=== DATA FOR THE TASK ===

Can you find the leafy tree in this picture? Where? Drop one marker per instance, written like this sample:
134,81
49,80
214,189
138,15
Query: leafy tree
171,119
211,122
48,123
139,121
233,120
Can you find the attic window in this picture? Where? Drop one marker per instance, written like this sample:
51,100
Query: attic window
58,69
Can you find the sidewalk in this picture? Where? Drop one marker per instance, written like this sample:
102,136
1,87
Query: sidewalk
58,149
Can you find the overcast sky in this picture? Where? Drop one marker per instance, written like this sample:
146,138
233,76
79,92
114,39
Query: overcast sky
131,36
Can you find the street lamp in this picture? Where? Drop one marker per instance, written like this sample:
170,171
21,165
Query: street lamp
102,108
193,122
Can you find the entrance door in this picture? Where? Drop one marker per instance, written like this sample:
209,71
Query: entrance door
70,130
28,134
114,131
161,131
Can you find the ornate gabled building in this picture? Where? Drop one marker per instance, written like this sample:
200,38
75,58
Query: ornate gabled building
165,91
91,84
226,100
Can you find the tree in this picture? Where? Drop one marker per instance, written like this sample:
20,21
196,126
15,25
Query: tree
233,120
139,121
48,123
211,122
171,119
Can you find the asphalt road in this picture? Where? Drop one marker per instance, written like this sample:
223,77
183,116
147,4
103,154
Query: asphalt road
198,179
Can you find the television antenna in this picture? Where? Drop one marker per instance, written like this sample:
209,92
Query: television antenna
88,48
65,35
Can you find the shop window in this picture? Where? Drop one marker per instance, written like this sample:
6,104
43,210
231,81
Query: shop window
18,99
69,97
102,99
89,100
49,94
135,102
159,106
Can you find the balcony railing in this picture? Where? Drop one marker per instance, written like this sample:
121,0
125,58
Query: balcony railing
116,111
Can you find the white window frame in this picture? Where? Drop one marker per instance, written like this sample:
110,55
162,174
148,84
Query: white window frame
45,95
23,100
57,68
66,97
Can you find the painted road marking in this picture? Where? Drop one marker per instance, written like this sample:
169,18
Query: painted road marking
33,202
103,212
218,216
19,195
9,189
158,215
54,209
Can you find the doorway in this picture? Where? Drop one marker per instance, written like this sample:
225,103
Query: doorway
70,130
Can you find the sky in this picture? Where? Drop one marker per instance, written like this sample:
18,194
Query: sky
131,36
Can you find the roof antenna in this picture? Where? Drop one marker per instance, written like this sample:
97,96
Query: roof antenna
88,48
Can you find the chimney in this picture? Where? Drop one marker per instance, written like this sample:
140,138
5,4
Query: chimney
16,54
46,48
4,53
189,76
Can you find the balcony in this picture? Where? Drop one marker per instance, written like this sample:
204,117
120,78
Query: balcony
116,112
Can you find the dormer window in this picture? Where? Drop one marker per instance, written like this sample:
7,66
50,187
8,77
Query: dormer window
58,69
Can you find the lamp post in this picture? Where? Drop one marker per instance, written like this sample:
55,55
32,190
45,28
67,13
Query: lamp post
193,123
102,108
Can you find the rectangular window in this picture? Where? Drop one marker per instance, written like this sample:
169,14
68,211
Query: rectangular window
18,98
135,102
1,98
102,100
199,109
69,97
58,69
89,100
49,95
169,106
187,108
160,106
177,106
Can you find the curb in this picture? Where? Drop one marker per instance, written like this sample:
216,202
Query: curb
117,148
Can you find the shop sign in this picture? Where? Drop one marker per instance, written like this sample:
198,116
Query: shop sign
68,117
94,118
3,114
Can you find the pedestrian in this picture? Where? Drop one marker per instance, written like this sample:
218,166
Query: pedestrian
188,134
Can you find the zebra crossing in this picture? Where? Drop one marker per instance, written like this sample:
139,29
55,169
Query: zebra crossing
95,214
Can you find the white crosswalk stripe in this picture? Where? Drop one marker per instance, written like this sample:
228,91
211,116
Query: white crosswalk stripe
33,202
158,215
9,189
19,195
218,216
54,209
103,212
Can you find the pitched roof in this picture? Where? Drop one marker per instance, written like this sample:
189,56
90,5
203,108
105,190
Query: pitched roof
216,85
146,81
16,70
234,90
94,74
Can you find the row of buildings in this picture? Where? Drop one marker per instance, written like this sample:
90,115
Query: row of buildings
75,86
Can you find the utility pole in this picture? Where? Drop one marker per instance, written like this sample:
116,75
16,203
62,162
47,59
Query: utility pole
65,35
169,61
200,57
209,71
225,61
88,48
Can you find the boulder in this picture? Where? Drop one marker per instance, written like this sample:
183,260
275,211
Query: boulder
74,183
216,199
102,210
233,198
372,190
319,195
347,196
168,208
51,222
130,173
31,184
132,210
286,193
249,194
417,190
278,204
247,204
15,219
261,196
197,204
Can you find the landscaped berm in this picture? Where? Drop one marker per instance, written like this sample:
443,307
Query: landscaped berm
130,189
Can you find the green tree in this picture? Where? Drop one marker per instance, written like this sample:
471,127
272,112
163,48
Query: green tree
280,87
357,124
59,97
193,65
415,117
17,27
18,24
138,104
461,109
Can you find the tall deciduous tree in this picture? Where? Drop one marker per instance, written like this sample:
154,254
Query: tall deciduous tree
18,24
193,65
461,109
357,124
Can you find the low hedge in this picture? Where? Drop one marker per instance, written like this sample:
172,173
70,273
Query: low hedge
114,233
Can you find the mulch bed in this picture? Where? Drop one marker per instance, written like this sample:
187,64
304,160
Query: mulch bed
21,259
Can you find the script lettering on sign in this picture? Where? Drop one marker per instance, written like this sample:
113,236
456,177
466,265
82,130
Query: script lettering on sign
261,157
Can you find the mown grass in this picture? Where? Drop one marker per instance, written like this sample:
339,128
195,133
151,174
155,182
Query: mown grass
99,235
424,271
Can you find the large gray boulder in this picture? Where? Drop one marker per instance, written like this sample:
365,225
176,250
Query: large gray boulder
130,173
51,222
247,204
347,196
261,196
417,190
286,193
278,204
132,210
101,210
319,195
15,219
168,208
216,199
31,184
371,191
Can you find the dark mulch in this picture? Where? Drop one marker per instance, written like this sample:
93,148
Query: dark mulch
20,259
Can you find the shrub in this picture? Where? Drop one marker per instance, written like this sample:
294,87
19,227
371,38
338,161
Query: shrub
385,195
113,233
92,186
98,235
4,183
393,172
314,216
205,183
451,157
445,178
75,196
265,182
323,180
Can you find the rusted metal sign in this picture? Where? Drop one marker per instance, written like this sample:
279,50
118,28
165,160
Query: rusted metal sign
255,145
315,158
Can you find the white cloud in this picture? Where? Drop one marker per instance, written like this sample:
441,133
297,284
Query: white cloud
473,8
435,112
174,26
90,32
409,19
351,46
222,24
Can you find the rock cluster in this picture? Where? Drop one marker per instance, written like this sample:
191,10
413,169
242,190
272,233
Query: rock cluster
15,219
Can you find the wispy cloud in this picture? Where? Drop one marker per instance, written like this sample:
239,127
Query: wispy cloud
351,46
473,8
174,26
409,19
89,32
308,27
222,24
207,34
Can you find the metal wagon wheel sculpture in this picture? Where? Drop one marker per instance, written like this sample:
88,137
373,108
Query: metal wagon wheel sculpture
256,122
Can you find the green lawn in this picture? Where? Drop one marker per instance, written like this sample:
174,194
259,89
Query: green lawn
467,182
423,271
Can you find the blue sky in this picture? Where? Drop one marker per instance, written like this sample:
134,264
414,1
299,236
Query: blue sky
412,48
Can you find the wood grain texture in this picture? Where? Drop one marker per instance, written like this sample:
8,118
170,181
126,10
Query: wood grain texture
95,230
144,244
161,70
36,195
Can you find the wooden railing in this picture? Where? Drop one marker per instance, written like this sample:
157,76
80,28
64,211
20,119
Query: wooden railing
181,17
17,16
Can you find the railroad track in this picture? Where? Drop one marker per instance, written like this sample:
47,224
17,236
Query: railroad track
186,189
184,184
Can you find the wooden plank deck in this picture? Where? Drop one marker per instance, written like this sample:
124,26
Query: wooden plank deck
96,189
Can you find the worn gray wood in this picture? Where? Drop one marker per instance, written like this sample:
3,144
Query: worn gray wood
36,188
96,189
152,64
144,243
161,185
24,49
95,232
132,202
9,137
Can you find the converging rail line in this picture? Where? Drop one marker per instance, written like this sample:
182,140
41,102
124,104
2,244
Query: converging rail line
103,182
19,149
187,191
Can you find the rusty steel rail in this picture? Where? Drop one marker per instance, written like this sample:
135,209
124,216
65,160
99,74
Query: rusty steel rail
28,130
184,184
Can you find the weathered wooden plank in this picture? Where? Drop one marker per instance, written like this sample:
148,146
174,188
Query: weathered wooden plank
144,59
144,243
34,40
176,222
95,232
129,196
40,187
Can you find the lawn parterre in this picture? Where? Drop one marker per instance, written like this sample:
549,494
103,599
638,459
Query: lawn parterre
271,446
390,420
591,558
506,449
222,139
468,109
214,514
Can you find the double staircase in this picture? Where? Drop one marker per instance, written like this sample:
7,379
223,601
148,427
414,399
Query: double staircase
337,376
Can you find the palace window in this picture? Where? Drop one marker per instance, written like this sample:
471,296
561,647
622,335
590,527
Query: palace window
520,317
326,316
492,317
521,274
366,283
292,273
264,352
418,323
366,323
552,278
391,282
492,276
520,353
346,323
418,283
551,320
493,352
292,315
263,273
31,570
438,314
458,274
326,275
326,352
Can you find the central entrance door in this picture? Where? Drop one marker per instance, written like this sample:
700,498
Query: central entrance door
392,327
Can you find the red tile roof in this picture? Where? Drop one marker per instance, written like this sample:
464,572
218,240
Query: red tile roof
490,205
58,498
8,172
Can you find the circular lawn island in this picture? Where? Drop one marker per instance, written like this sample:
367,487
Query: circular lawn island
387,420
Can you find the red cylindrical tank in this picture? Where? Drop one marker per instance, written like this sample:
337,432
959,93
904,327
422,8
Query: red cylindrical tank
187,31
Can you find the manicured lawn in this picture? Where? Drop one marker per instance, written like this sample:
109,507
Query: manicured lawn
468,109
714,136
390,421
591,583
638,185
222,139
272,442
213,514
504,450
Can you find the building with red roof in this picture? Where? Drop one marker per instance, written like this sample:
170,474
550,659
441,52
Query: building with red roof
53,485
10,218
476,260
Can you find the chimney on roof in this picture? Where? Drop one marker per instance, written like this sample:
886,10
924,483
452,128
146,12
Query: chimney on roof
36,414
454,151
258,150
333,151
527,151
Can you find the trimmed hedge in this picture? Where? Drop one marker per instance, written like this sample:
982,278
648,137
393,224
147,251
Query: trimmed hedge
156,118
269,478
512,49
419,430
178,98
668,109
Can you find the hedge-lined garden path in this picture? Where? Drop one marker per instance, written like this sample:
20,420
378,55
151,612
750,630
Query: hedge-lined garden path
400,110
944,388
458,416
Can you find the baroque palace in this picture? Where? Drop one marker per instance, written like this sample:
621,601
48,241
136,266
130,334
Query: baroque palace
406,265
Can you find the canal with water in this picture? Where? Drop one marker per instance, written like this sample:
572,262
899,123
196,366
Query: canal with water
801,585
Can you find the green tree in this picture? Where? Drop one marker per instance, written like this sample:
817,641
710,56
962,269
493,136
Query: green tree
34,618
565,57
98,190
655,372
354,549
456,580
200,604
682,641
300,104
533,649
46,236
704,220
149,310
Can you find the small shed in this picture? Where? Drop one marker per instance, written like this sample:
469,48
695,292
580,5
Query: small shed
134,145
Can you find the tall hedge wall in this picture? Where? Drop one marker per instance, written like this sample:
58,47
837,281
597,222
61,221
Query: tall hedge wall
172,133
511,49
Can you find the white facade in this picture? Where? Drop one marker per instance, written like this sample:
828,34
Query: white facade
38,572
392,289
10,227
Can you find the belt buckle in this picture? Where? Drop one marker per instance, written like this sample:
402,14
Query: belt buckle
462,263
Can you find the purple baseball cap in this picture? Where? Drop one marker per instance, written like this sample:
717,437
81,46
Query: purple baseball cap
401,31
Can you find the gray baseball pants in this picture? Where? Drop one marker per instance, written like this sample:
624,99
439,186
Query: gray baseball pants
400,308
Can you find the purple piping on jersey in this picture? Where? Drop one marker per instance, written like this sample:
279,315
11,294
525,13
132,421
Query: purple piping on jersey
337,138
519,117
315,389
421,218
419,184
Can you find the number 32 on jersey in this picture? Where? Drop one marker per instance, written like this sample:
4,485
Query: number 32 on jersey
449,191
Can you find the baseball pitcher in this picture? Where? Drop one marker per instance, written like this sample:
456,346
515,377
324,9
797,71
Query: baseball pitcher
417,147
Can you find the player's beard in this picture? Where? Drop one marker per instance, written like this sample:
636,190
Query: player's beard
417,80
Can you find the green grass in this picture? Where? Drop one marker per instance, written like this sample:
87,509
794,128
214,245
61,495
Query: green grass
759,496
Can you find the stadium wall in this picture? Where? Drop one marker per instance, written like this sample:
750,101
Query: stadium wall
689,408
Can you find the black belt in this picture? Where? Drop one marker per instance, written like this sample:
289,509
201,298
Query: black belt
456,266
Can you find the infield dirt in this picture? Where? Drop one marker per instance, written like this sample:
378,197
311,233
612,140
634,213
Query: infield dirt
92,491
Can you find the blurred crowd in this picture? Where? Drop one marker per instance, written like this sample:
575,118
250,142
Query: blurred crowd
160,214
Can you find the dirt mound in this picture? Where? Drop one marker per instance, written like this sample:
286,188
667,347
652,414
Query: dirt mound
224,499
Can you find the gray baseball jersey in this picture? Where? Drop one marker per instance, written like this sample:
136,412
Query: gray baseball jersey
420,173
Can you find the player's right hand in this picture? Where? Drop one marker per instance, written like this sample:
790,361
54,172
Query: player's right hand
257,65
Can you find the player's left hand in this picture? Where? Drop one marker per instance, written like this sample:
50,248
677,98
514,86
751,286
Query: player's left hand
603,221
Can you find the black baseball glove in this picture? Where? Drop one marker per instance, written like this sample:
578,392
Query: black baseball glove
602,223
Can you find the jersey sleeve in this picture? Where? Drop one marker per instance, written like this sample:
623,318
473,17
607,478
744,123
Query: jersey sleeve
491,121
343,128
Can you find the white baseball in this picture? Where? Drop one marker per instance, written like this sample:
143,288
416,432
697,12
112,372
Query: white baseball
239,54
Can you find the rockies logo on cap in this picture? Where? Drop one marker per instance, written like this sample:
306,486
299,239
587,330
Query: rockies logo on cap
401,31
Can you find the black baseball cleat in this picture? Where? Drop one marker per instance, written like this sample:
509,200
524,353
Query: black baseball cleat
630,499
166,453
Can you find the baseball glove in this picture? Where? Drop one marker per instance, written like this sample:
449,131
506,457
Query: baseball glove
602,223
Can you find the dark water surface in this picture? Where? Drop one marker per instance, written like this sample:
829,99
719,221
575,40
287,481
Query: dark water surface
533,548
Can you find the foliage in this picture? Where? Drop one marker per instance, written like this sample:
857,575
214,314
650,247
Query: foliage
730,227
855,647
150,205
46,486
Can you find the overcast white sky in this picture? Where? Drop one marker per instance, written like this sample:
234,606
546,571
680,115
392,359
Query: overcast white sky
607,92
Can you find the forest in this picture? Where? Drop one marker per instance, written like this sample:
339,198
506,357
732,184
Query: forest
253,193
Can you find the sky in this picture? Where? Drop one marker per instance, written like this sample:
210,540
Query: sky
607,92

===

Write out, word for word, the line containing "Can you find the player's left" and every line after it to the end of the data above.

Can you find the player's left hand in this picture? Where? Drop one marker per instance, written like this sample:
50,248
677,98
514,86
751,286
Query: player's left hand
603,221
Can you find the black baseball glove in this picture? Where? Drop one marker per instance, written like this sample:
578,392
Query: black baseball glove
602,223
Can you find the jersey sleeve in this picture? Where? Drop one marker per instance, written like this sample:
623,318
473,17
607,478
744,123
Query: jersey sleeve
491,121
343,128
Can you find the white baseball in this picture? Where? Drop one marker per instance, written like this sample:
143,288
416,432
697,12
112,372
Query: white baseball
239,54
Can you find the rockies logo on cap in this picture? Where? Drop one marker per instance, written like this sample:
306,486
299,239
587,330
Query: rockies logo on cap
401,31
Can you find the black baseball cleat in this picture? Where? Drop one marker per instance, written like this sample:
509,200
524,353
Query: black baseball cleat
630,499
166,453
Can you find the baseball glove in this picture? Where? Drop one marker per instance, written like this sample:
449,131
506,457
Query: baseball glove
602,223
Can you find the dark water surface in this picture? Where? Drop one marker per instance, written like this sample:
829,99
719,221
575,40
287,481
Query: dark water surface
533,548
Can you find the foliage in this picture? Where? Drop one marker per instance, written like this sample:
857,575
214,314
650,247
Query: foliage
730,227
855,647
150,205
46,486
Can you find the overcast white sky in this picture? Where? Drop one marker per instance, written like this sample:
234,606
546,571
680,115
392,359
Query: overcast white sky
607,92
Can you find the forest in this picture? Where? Drop one marker per instance, written like this sample:
339,198
506,357
732,184
Query: forest
253,193
Can you find the sky in this picture? Where? Drop one marker per instance, written like this sample:
210,540
Query: sky
607,92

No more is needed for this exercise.